Each line that follows is to be retyped exactly.

------------------------------------------------------------------------

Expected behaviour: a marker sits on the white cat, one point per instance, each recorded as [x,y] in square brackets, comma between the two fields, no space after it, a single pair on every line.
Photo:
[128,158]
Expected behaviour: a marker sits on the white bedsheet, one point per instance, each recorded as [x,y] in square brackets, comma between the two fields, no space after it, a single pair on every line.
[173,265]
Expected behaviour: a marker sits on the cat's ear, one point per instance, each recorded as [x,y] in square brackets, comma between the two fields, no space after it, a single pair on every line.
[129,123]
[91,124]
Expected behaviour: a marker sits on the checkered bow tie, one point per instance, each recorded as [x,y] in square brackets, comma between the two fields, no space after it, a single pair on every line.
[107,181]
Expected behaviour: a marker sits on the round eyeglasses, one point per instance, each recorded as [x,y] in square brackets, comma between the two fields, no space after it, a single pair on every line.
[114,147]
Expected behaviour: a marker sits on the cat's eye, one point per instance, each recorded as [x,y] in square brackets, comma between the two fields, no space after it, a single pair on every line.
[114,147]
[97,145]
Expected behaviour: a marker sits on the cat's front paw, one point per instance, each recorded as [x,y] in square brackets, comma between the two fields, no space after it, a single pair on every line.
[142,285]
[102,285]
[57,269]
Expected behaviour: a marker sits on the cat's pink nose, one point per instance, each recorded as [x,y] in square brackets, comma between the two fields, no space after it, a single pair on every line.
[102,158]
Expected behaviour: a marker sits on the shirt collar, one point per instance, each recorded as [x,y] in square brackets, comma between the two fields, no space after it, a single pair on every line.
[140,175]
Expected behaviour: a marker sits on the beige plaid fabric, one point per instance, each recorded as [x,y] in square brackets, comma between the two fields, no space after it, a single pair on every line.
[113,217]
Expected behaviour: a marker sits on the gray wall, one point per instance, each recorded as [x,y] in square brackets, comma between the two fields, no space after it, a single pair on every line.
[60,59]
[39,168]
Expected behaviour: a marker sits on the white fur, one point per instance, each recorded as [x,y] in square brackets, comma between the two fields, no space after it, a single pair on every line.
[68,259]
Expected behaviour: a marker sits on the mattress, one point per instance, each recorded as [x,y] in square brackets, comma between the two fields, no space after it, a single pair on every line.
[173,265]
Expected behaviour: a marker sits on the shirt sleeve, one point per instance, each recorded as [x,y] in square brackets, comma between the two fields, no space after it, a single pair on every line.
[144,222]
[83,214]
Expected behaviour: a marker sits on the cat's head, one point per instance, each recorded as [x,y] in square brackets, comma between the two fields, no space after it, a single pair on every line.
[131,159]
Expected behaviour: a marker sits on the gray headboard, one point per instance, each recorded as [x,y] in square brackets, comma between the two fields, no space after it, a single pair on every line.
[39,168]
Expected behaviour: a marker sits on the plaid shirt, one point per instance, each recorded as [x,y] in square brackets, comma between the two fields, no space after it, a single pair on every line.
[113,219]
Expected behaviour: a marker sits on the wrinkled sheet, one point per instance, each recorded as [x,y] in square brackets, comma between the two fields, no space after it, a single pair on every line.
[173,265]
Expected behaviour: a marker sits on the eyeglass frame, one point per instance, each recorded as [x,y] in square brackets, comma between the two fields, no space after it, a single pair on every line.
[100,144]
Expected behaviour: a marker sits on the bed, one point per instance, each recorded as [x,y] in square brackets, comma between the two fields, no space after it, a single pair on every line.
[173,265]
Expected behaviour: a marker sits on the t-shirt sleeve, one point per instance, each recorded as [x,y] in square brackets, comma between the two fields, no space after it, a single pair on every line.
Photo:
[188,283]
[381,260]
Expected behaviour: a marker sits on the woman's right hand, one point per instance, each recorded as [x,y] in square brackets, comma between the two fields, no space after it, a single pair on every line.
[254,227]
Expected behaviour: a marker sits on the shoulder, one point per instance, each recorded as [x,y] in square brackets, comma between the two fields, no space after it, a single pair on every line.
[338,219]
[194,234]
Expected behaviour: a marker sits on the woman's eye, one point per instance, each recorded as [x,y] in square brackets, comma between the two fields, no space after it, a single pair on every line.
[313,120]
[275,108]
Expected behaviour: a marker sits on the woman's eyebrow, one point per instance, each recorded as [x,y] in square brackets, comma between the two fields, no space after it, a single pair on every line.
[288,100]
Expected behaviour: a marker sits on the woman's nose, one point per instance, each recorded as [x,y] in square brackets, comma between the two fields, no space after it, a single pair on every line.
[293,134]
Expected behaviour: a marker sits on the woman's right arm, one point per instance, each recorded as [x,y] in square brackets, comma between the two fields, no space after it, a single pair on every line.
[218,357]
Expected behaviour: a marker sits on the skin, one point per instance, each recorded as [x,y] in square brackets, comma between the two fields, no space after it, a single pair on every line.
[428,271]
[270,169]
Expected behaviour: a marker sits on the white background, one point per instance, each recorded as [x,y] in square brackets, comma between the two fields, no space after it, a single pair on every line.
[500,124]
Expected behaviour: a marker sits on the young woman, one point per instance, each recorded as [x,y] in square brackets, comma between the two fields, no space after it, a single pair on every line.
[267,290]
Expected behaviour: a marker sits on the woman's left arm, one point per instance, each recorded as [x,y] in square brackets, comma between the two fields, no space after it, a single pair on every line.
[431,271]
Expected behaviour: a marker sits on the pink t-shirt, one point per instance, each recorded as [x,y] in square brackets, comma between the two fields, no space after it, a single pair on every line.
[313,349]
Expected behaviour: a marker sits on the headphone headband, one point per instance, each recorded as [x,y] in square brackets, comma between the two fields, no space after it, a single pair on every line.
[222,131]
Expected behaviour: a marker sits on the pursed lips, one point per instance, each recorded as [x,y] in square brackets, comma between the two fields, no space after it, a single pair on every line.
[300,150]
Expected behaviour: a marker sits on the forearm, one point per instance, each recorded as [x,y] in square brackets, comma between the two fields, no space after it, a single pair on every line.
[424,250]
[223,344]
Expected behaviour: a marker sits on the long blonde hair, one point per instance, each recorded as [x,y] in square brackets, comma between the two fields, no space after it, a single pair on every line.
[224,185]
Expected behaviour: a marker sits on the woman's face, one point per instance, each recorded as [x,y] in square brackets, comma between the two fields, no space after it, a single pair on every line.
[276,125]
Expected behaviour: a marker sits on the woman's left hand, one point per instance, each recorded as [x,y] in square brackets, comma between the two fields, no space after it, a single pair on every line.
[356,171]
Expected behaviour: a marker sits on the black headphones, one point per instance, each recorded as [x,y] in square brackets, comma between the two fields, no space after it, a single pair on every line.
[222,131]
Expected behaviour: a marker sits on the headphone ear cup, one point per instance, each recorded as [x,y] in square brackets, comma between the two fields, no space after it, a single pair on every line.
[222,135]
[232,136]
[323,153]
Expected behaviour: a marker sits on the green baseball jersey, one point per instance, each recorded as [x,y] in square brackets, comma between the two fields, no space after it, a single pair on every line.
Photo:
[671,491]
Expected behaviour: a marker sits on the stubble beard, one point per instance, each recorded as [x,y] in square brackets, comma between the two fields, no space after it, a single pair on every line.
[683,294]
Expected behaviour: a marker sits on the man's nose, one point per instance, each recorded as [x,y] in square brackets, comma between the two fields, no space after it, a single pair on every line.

------------------------------------------------------------------------

▶ **Written response**:
Expected behaviour: a marker sits on the white cat, one point per instance, each recorded as [x,y] in square brackets, comma between the two fields, no space after it, a single pair on every line.
Photo:
[128,158]
Expected behaviour: a marker sits on the white bedsheet, one point per instance, each recorded as [x,y] in square brackets, comma between the two fields, no space after it, a single pair on every line.
[173,265]
Expected behaviour: a marker sits on the cat's ear, one point per instance, each recorded as [x,y] in square brackets, comma between the two fields, no space after it, a single pair on every line.
[129,123]
[91,124]
Expected behaviour: a marker sits on the checkered bow tie, one point per instance, each recorded as [x,y] in square brackets, comma between the two fields, no space after it, a single pair on every line.
[107,181]
Expected behaviour: a marker sits on the round eyeglasses, one point per instance, each recorded as [x,y] in square brackets, comma between the two fields, no space after it, a single pair on every line.
[114,147]
Expected behaviour: a marker sits on the cat's eye, one point per instance, each recorded as [x,y] in square brackets, comma between the two fields, no space after it, a single pair on every line.
[114,147]
[97,145]
Expected behaviour: a marker sits on the cat's front paw, one point per instance, each recorded as [x,y] in square brackets, comma between the two fields, no space after it, a single pair on every line.
[142,285]
[102,285]
[57,269]
Expected behaviour: a marker sits on the cat's pink nose, one point per instance, each recorded as [x,y] in square brackets, comma between the two fields, no space after it, a single pair on every line.
[102,158]
Expected behaviour: a marker sits on the shirt collar, one point per instance, each recorded as [x,y] in square brackets, comma between the two fields, no space after it, a single pair on every line.
[140,175]
Expected behaviour: a marker sits on the beige plaid fabric, one point per instance, each recorded as [x,y] in square brackets, comma between the two fields, no space after it, a single pair on every line.
[113,217]
Expected behaviour: a marker sits on the gray wall, one point per instance, each recorded as [x,y] in square brackets, comma between the two fields, no space after it, a single pair on every line.
[60,59]
[39,168]
Expected behaviour: a marker sits on the white fur, one point per instance, each recorded as [x,y] in square brackets, comma between the two fields, no space after it, a single pair on every line.
[68,259]
Expected behaviour: a marker sits on the mattress, one point per instance, each recorded as [x,y] in square brackets, comma between the two fields, no space after it, a single pair on every line.
[173,265]
Expected behaviour: a marker sits on the shirt sleeve, one point per instance, each recorded as [x,y] in square brackets, comma between the two fields, no space after it, a single pair on every line.
[144,222]
[83,214]
Expected behaviour: a marker sits on the cat's head, one point per instance, each recorded as [x,y] in square brackets, comma between the two fields, no space after it, a single pair on every line.
[131,159]
Expected behaviour: a marker sits on the gray headboard, one point per instance, each recorded as [x,y] in square brackets, comma between the two fields, no space after it, a single pair on every line.
[39,168]
Expected behaviour: a marker sits on the plaid shirt, one point per instance, each recorded as [x,y] in square brackets, comma between the two fields, no space after it, a single pair on every line.
[113,219]
Expected behaviour: a marker sits on the wrinkled sheet, one point per instance, each recorded as [x,y] in square brackets, comma between the two fields, no space after it, a single pair on every line.
[173,265]
Expected behaviour: a marker sits on the eyeglass frame, one point per instance, each recorded as [x,y] in square brackets, comma between the two fields, no space after it, a single pair on every line.
[100,144]
Expected behaviour: a marker sits on the bed, one point per instance, each recorded as [x,y] in square brackets, comma between the two fields, no space after it, a single pair on every line.
[173,265]
Expected behaviour: a marker sits on the t-shirt sleeve, one point per instance, each recorded as [x,y] in square brackets, comma between the two fields, no space after it, a single pair on every line.
Photo:
[188,283]
[381,260]
Expected behaviour: a marker sits on the woman's right hand, one point per instance, each recorded as [x,y] in square brackets, comma between the two fields, no space after it, a single pair on every line.
[254,227]
Expected behaviour: a marker sits on the shoulder, one point per instance, each recorded as [x,y] in square brackets, comma between the two fields, no space after it, a single pair on every line.
[338,219]
[194,234]
Expected behaviour: a marker sits on the woman's eye, one point per instance, each recorded as [x,y] in square brackets, comma between the two fields, no space after it, a single pair on every line.
[313,120]
[275,108]
Expected behaviour: a marker sits on the woman's eyebrow, one point per instance, each recorded as [x,y] in square brackets, comma between the two fields, no space after it, a single pair on every line.
[288,100]
Expected behaviour: a marker sits on the woman's nose, one point per instance, each recorded as [x,y] in square brackets, comma between the two fields, no space after it, a single pair on every line.
[293,134]
Expected behaviour: a marker sits on the woman's right arm, one point per instance, each recorded as [x,y] in square brackets, comma between the two fields, no space after it, a single pair on every line.
[218,357]
Expected behaviour: a marker sits on the skin, one point per instance, each recorded as [x,y] in square brackets, comma between the two fields, no space after it, a single pair on every line.
[428,271]
[270,169]
Expected behaviour: a marker sits on the white background, one point per instance, each recorded as [x,y] in square brackets, comma between the two fields, no space after it, a single pair on every line.
[500,124]
Expected behaviour: a marker sits on the young woman, one point per instance, each recorded as [x,y] in square brackets, comma between the two fields, no space after it, a single pair on every line.
[267,290]
Expected behaviour: a marker sits on the woman's left arm, one point per instance, each recorded as [x,y] in square brackets, comma between the two fields, no space after it, a single pair on every line.
[431,271]
Expected behaviour: a marker sits on the pink t-shirt, one point per instance, each recorded as [x,y] in square brackets, comma between the two fields, no space after it, a single pair on every line.
[313,349]
Expected behaviour: a marker sits on the headphone headband, one point per instance, each recorded as [x,y] in square brackets, comma between the two fields, no space after it, a single pair on every line.
[222,131]
Expected behaviour: a marker sits on the pursed lips, one point per instance, each recorded as [x,y] in square brackets, comma between the two fields, no space after it, a single pair on every line.
[300,150]
Expected behaviour: a marker sits on the forearm, one point per instance, each recorded as [x,y] in square brackets, comma between the two fields, no space after it, a single pair on every line.
[424,250]
[223,344]
Expected behaviour: a marker sits on the long blonde hair, one point per instance, each recorded as [x,y] in square brackets, comma between the two fields, no space after it, a single pair on every line.
[224,185]
Expected behaviour: a marker sits on the woman's face, one point per instance, each recorded as [x,y] in square brackets, comma between the two fields, no space after it, a single pair on every line.
[276,125]
Expected behaviour: a marker sits on the woman's left hand, one point per instance, each recorded as [x,y] in square brackets, comma between the two fields, no space after it, a single pair on every line.
[356,171]
Expected behaviour: a marker sits on the black headphones, one point per instance, each recorded as [x,y] in square brackets, comma between the two fields, no space after it, a single pair on every line.
[222,131]
Expected behaviour: a marker sits on the headphone ear cup, one point per instance, each recorded as [x,y] in square brackets, comma between the two fields, no space after it, a single pair on every line.
[222,135]
[232,136]
[323,153]
Expected behaviour: a marker sits on the green baseball jersey, one point per instance, each recorded as [x,y] in square brackets, comma between the two fields, no space after it, a single pair on every line.
Photo:
[671,491]
Expected behaviour: a marker sits on the stubble beard, one point per instance, each recorded as [x,y] in square brackets, comma between the two fields, no space after it, a single pair on every line.
[683,294]
Expected behaviour: a marker sits on the man's nose, one point per instance, each recorded as [x,y] in square brackets, comma between the two fields, no space after it, a single pair on every line.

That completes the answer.